--- Directions for this task ---
Rewrite the rows from the line containing "Roadside-survey request: point out the knot" through the end of the rows, keeping the requests, and increase every coordinate value in the answers by 73.

=== Stored rows ===

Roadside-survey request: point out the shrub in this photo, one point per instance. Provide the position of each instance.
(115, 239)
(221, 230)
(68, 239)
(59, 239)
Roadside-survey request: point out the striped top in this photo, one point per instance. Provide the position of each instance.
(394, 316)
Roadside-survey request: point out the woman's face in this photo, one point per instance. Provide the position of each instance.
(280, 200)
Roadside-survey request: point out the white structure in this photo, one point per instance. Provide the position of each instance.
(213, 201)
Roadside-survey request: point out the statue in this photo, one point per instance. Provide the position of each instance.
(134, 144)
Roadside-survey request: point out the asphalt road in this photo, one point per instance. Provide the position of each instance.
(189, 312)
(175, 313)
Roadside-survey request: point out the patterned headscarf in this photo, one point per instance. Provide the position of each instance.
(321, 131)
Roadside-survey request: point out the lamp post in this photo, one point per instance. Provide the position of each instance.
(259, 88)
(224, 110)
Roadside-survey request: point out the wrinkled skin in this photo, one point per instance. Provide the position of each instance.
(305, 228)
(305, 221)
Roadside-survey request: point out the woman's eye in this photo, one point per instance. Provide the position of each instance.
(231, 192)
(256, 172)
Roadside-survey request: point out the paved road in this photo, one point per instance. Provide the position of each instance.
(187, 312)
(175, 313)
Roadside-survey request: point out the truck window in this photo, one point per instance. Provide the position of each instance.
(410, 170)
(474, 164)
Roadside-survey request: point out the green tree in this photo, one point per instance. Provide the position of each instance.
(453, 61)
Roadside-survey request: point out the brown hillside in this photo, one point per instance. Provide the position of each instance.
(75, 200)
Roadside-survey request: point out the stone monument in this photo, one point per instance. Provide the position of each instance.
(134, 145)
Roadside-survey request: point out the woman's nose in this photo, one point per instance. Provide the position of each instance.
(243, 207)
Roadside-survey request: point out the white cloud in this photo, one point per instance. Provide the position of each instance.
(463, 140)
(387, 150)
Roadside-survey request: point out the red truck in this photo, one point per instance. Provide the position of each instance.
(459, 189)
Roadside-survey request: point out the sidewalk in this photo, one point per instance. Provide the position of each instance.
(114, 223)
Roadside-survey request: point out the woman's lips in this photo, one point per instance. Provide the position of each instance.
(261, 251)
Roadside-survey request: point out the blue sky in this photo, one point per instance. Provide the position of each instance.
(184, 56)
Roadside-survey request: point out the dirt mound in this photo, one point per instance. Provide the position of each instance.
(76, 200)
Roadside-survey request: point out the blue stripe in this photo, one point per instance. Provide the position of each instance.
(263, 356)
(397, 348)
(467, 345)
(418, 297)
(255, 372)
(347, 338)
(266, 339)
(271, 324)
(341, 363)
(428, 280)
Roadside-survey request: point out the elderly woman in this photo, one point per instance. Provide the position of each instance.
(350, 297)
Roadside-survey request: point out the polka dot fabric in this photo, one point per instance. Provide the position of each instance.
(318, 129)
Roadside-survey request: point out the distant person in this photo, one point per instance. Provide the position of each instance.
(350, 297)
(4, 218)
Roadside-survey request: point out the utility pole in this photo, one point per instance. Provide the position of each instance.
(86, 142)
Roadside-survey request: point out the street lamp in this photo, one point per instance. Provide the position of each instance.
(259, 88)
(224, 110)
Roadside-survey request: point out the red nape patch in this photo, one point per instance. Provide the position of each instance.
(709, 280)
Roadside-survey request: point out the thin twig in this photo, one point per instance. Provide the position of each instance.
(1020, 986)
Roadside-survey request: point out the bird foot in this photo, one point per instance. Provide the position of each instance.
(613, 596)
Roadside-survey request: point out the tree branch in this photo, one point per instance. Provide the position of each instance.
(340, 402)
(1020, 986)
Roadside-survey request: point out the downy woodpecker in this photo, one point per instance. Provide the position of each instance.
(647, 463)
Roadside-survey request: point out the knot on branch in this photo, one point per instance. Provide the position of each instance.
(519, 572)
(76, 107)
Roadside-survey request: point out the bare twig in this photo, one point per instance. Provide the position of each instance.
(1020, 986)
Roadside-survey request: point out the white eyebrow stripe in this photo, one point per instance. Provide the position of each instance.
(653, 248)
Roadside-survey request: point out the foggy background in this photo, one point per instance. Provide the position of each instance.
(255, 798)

===

--- Solution to this exercise ---
Roadside-survey request: point out the knot on branch in this photo, one point per instance. Provide the position of each instance.
(592, 645)
(149, 180)
Roadside-survey request: point out the bare twig in this photo, one point per instance. Provide the position of each instance.
(1093, 1059)
Roadside-survey request: point out the white eyebrow stripe in this photo, one point per instance. Provide the position of each instance.
(726, 321)
Roadside-survey request: point out the foggy background in this photo, one point per instance. Provide the position of each instance.
(328, 871)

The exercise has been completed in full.